§ **作業内容**
**1)** ワーケーション連載の原文から、かぎかっこ「」で囲まれた語句をすべて書き出してください。
**2)** ワーケーション連載の原文を、最後の文の後から続けて書いてください。

§ **原文**
全5回にわたるこの連載では、自身も東京と長崎県・五島列島をほぼ毎月のように行き来しながら「申込者の約4割が組織の意思決定層」というワーケーション企画の運営に携わり続けている、一般社団法人みつめる旅・代表理事の鈴木円香が、ビジネスパーソンに向けた超入門編を解説していきます。
最終回は、人材育成や事業創造の面で企業が関心を寄せている「地域課題解決型ワーケーション」の意味や落とし穴についてです。
優秀なビジネスパーソンほど知っておきたい「日本の課題」
全5回の「ビジネスパーソンのためのワーケーション超入門」もこれが最終回となりました。ワーケーションとはそもそも何なのか?どんなワーケーションが「理想のワーケーション」なのか?逆にこれだけは避けたい「残念なワーケーション」とは何なのか?など、さまざまなトピックを取り上げてきました。

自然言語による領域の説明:

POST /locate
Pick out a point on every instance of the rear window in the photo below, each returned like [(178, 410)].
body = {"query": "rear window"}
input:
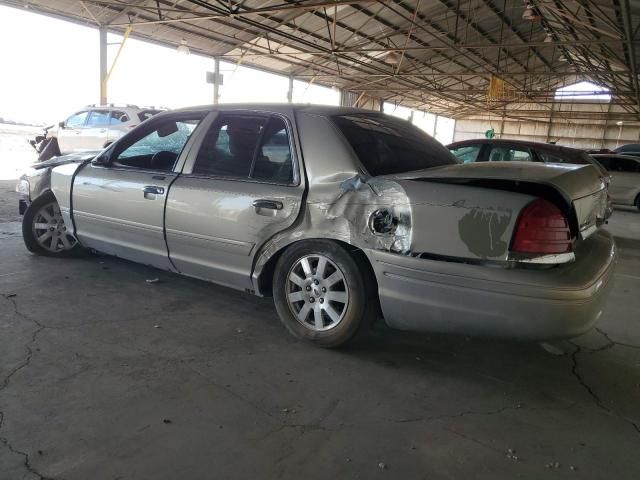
[(387, 146), (146, 114)]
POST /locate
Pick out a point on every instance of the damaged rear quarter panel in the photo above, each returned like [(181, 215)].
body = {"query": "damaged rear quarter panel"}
[(432, 218)]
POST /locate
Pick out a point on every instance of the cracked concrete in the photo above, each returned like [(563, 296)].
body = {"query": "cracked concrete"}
[(104, 376)]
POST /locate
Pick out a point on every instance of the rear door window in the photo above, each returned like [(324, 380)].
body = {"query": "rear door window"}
[(387, 146), (246, 147), (159, 146), (467, 153), (507, 153), (76, 120), (273, 160), (229, 146)]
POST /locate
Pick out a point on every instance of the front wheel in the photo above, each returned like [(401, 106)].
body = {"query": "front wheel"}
[(321, 293), (44, 231)]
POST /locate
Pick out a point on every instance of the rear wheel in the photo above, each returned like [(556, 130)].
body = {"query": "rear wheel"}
[(321, 293), (44, 231)]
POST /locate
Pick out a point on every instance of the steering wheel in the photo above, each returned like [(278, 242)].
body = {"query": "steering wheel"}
[(163, 160)]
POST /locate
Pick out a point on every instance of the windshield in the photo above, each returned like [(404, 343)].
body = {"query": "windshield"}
[(386, 145)]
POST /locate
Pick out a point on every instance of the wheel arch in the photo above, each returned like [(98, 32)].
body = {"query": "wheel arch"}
[(263, 279)]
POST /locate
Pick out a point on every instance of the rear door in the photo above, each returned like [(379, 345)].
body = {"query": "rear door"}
[(240, 186), (118, 208)]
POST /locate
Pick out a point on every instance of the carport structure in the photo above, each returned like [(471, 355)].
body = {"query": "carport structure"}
[(459, 58)]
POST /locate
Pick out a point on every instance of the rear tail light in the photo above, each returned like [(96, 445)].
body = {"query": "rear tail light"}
[(542, 229)]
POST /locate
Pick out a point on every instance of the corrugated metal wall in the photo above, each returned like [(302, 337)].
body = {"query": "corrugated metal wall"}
[(553, 127)]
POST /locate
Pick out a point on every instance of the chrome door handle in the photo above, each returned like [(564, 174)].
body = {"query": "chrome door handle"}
[(153, 189), (270, 204)]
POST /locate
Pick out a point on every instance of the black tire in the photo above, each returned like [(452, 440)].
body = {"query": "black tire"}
[(357, 314), (30, 232), (49, 150)]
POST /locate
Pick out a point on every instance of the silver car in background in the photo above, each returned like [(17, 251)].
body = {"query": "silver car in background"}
[(340, 214), (624, 170)]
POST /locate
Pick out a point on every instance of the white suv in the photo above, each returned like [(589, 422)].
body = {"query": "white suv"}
[(95, 127)]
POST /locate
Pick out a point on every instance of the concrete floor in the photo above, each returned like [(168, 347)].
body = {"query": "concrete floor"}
[(105, 376)]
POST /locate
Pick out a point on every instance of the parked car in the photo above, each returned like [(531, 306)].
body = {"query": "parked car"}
[(339, 214), (632, 149), (625, 178), (91, 128)]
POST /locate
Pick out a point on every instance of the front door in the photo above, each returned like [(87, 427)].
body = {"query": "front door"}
[(240, 186), (118, 208)]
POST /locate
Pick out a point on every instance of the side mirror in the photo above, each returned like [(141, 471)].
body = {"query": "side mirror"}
[(101, 160)]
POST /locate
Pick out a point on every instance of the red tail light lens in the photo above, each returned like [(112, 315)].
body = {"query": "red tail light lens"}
[(542, 229)]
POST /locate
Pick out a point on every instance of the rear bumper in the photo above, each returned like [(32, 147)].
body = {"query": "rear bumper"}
[(536, 304)]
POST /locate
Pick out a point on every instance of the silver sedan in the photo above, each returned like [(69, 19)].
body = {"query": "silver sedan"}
[(340, 214)]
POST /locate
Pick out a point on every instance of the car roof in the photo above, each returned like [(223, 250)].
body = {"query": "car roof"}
[(523, 143)]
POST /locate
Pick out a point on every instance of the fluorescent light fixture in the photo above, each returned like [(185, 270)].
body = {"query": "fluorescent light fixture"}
[(183, 48)]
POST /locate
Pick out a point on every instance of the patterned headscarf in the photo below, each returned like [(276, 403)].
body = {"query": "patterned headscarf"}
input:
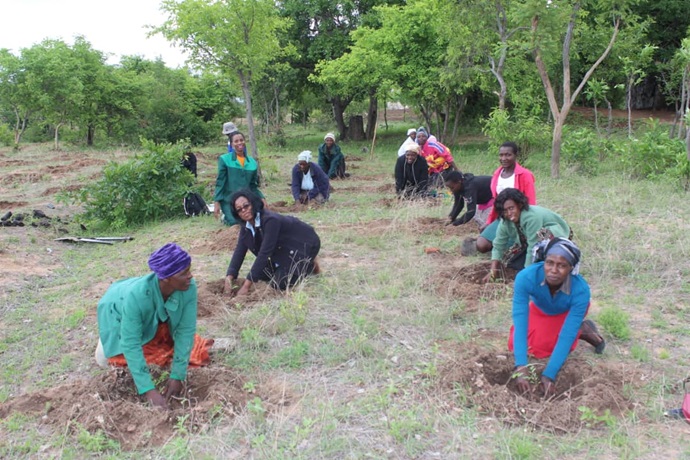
[(169, 260), (559, 247)]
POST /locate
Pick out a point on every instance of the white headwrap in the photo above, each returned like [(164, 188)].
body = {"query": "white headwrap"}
[(560, 247), (304, 156)]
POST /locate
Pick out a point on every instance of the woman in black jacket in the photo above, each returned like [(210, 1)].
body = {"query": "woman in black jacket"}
[(284, 246), (411, 174)]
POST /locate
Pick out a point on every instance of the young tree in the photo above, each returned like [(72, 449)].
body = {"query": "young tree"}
[(635, 69), (547, 21), (14, 94), (232, 37), (55, 82)]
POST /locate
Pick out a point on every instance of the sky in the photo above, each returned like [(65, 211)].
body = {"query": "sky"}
[(115, 27)]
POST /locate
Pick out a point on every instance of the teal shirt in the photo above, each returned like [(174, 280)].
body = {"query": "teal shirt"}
[(232, 176), (531, 221), (128, 317)]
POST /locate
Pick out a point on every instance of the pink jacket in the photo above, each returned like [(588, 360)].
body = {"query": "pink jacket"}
[(524, 181), (437, 155)]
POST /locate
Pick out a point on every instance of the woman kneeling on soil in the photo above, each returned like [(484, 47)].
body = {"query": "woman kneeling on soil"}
[(284, 246), (550, 302), (152, 320), (309, 182), (523, 224)]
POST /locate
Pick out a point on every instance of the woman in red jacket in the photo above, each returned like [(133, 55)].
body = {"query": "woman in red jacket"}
[(509, 175)]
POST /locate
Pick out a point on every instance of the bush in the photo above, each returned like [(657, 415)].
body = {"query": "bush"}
[(6, 135), (146, 188), (654, 154), (526, 130)]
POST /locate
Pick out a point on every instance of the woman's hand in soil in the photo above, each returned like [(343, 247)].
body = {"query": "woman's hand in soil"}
[(156, 399), (522, 379), (244, 290), (173, 389), (549, 387), (229, 287), (216, 210)]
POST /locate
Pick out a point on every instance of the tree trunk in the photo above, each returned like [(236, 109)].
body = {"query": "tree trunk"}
[(559, 115), (90, 131), (57, 130), (19, 127), (246, 90), (357, 128), (385, 113), (372, 114), (609, 124), (339, 105), (556, 147), (628, 103)]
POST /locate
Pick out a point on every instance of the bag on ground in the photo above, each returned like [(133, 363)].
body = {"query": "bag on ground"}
[(194, 204)]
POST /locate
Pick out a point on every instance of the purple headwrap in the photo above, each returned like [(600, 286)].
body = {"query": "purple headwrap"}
[(169, 260)]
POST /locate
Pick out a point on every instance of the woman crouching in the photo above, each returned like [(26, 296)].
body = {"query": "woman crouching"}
[(550, 302), (284, 246)]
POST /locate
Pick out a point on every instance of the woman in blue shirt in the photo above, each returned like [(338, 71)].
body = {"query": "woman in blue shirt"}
[(550, 303)]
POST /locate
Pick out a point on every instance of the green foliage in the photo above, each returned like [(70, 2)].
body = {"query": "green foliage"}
[(615, 321), (584, 149), (6, 137), (294, 309), (592, 419), (147, 188), (526, 130), (293, 356), (640, 353), (654, 154)]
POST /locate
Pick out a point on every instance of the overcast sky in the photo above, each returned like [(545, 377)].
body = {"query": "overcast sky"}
[(116, 27)]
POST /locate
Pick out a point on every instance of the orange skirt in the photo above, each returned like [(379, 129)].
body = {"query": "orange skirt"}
[(542, 332), (161, 348)]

§ **作業への回答**
**1)**
「申込者の約4割が組織の意思決定層」
「地域課題解決型ワーケーション」
「日本の課題」
「ビジネスパーソンのためのワーケーション超入門」
「理想のワーケーション」
「残念なワーケーション」

**2)**
最後となる今回は、人材育成や事業創造につながるのではないかと、企業から注目されつつある「地域課題解決型」のワーケーションについて書きたいと思います。
都市部を離れ遠くまで出かけていってワーケーションをするのなら、観光スポットや各種アクティビティなどの「魅力」のほかに、ぜひ見ておきたいものがあります。それは、その地域の「課題」です。特に日本の地方には、都市部に住んでいては見えてこない課題、あるいは、あるとは理解はしていてもリアルに感じられない課題がたくさんあります。
たとえば、若い人が進学や就職のために出てしまい、お年寄りの比率がとても高くなってしまう「若年層の人口流出と高齢化」の問題、空き家が増えそのまま放置されている問題、子どもの数が少なくなり閉園する保育園や幼稚園、廃校が増えている問題、人口が減って下水道や交通などの公共インフラの維持・管理が難しくなる問題、介護や医療の担い手が都市部以上に深刻に不足している問題などなど、無数にあります。
そして、これからの課題は今後数十年のうちに都市部やその近郊でも、十分に起こりうるものばかりです。つまり「数十年先の未来」が、濃縮された形ですでに立ち現れているのが、日本の地方、とりわけ島や山間部といった過疎地域なのです。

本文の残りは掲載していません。